- _Quoted text_:
+--
# Extract Data from Schools

In [63]:
# Global Packages
import re
import time
import requests
import certifi
import numpy as np
import pandas as pd
from bs4 import BeautifulSoup


### Parameters

In [51]:
BASE_URL = "https://www.redacademica.edu.co/colegios?name=&field_localidad_target_id=All&page=0"
HEADERS = { "user-agent": "Mozilla/5.0 (Macintosh; Intel Mac OS X 10_15_7) AppleWebKit/537.36 (KHTML, like Gecko) Chrome/91.0.4472.114 Safari/537.36",
           "Host": "www.redacademica.edu.co" }
LAST_PAGE = 13

In [52]:
# find all a's with href
def get_urls_dict(soup):
    """
    Getting school URLS from the given soup object
    """
    urls_dict = {}
    a_objects = soup.find_all("a", href=True)
    for a_object in a_objects:
        if "colegios/" in str.lower(a_object["href"]):
            new_url = "https://www.redacademica.edu.co" + a_object["href"]
            urls_dict[a_object.text] = new_url

    if "\n\n\n\n" in urls_dict:
        del urls_dict["\n\n\n\n"]

    return urls_dict

In [64]:
def get_schools_df(urls_dict):
    """
+--
- _Written tasks_:
[a] Answer these about the school data notebook:
(i) What number is LAST_PAGE set to?
(ii) Which string must appear in a lowercased href for get_urls_dict to keep the link?
(iii) What value does HEADERS give for "Host"?
[b] Pick up the school data notebook from its last line and carry it on.

- _Data_:
+--
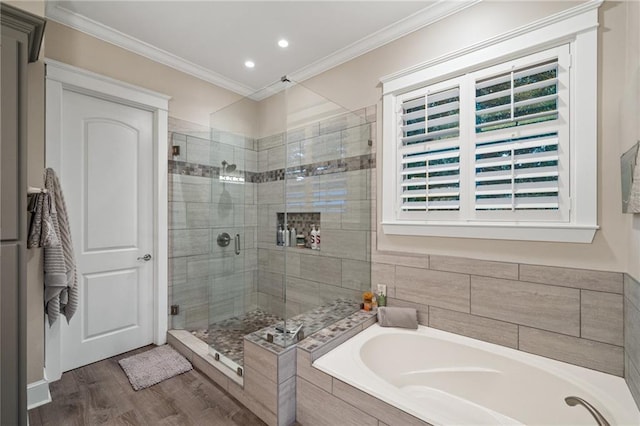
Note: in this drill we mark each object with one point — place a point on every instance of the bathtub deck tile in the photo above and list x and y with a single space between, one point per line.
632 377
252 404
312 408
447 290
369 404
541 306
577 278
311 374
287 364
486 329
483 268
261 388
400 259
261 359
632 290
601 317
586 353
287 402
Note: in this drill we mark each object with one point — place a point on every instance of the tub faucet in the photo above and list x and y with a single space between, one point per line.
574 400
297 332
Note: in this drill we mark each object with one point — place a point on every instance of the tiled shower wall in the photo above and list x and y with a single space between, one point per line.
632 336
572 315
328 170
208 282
+--
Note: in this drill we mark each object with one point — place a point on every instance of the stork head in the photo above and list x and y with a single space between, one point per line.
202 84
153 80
+--
- _Results of the exercise_:
[a]
(i) 13
(ii) "colegios/"
(iii) "www.redacademica.edu.co"

[b]
    Takes a dictionary of school names and urls and returns a dataframe with all the info

    Parameters
    ----------
    urls_dict : dict
        Dictionary of school names and urls
    
    Returns
    -------
    schools_df : pd.DataFrame
        Dataframe with all the info
    """
    # Getting info from all schools
    school_dicts = []

    for school_name, school_url in urls_dict.items():
        print(f"Getting info from {school_name}...")
        # Create school dict
        school_dict = {}
        school_dict["school_name"] = school_name
        school_dict["school_url"] = school_url
        # Get school info
        school_r = requests.get(school_url, headers=HEADERS)
        school_soup = BeautifulSoup(school_r.content, "html.parser")
        info_container = school_soup.find("ul", {"class": "school-info__list"})
        if not info_container:
            print(f"Skipping {school_name}...")     
            continue
        else:
            column_names = info_container.find_all("h4")
            list_elements = info_container.find_all("li")
            for column_name, list_element in zip(column_names, list_elements):
                # Remove column name from raw text
                clean_col_name = column_name.text
                raw_text = list_element.text.replace(clean_col_name, "")
                # Remove new lines and strip
                raw_text = raw_text.replace("\n", " ").strip()
                raw_text = re.replace(r"\s+", " ", raw_text)
                # Add to school dict
                school_dict[clean_col_name] = raw_text

        school_dicts.append(school_dict)
        time.sleep(0.5)

    # Create schools df
    schools_df = pd.DataFrame.from_dict(school_dicts)

    return schools_df

### Playground

In [61]:
all_schools_df = pd.DataFrame()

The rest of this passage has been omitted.